(Records drawn from a dataset)
##############################
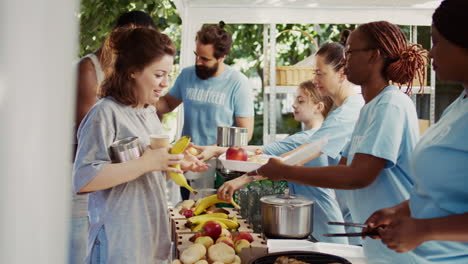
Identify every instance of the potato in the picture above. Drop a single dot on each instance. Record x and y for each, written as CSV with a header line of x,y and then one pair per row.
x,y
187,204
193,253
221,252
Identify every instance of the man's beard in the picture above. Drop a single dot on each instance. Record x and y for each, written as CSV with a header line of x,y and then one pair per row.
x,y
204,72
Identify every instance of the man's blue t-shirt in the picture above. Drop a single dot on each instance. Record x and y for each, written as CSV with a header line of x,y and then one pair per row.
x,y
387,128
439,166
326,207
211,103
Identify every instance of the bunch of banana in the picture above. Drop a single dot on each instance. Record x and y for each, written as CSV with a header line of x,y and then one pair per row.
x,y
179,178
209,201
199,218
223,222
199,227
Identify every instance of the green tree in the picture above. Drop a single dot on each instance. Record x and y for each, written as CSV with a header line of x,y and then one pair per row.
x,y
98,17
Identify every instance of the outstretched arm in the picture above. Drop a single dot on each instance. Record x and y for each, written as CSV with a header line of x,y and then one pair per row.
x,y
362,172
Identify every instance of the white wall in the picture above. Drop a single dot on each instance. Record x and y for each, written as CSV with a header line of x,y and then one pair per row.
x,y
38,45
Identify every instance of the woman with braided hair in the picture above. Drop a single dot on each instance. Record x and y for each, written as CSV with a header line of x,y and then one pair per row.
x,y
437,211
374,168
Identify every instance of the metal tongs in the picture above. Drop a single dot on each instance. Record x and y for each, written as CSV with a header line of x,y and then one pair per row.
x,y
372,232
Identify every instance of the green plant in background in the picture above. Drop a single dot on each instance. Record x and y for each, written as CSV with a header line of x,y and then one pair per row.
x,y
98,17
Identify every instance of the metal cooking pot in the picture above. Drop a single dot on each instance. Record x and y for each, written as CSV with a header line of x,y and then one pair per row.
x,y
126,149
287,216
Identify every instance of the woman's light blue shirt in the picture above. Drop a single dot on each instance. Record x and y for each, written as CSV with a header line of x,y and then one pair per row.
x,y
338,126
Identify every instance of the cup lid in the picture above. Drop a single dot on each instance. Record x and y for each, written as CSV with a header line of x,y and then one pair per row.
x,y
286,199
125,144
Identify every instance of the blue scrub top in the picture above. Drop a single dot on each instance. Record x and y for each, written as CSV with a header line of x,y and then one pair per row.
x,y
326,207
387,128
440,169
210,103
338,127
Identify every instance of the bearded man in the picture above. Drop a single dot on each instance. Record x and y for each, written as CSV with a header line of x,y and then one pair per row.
##############################
#### What is required
Before copying the data, remove the pictures. Then repeat the rest exactly.

#### Task response
Identify every instance of the potato in the picture above. Drop a single dot on each instance. Record x and y for each, written as CSV with a header line of x,y and then one pair per row.
x,y
187,204
193,253
221,252
Identify every instance of the man's beard in the picture above. Drop a single dot on each instance. Record x and y for each, written as CSV with a header line of x,y and then one pair per row.
x,y
204,72
Identify every instance of the man's blue t-shirt in the picture above. Drop a single dot on each instance. Record x and y for each, written as CSV with a header line of x,y and then one pair per row.
x,y
387,128
439,166
326,207
211,103
Identify every instance of the bunch of banana in the picture above. Drop a single dot on each instance. Record x and y for each, written as CSV with a header line of x,y and then one pair per row.
x,y
179,178
209,201
199,218
223,222
199,227
Identify every instance of the green tree in the picture above. Drop a single dot on each instance. Record x and y for each, written as CSV with a header line of x,y and then one pair per row.
x,y
98,17
Identify every instance of the outstretched arm in the picture above. Drop a single dot on each instance. Record x and y for each, written as CSV with a header line of x,y and then one pair per row.
x,y
362,172
Identify every instance of the white wall in the picture above. Drop a single dot on each instance. Record x and y for each, written as CSV with a header line of x,y and then one pair per row.
x,y
38,45
Identify every instance of the woman with braided hair in the picture above. Drop a single dot on each instance. Record x and y for each, written as CSV with a header line of x,y and then one pair per row.
x,y
437,211
374,168
Identify every instance of the metal tongs in the picture above. Drop a single dot on each instance. Record x and y for each, written as CSV with a header line of x,y and then one pair per row.
x,y
372,232
Identify every instance of the green plant in background in the picture above. Drop a single dot on each instance. Record x and y for each, written as CSV with a header line of x,y and then one pair per row.
x,y
98,17
Identify every instance of the metal cooking pot in the picture above. Drop a single dot on each instance. Record x and y for each, written as CSV with a header line of x,y and then one pair per row.
x,y
126,149
287,216
Identify every instance of the woman's light blue shirt in the picture above. Drop a single dot on each instance. Record x and y for each, written as CSV with a header line of x,y and then one pair per row.
x,y
338,126
Identify every instance of the cup lid in the picture above. Drop a single dot on each instance. Record x and y for each, written as CSV with a header line of x,y and then one pair per row.
x,y
286,199
125,144
Identify every instance of the blue scrub top in the picture above. Drop a single dot on each instance. Record x and y for each, written as CSV with a header line of x,y and then one pair per row.
x,y
326,207
387,128
440,169
210,103
338,127
Identify every instance of the bearded man in the picture above. Drop a single dot on each instance. Record x and y for each, written as CSV with a header line of x,y and then one pair per row.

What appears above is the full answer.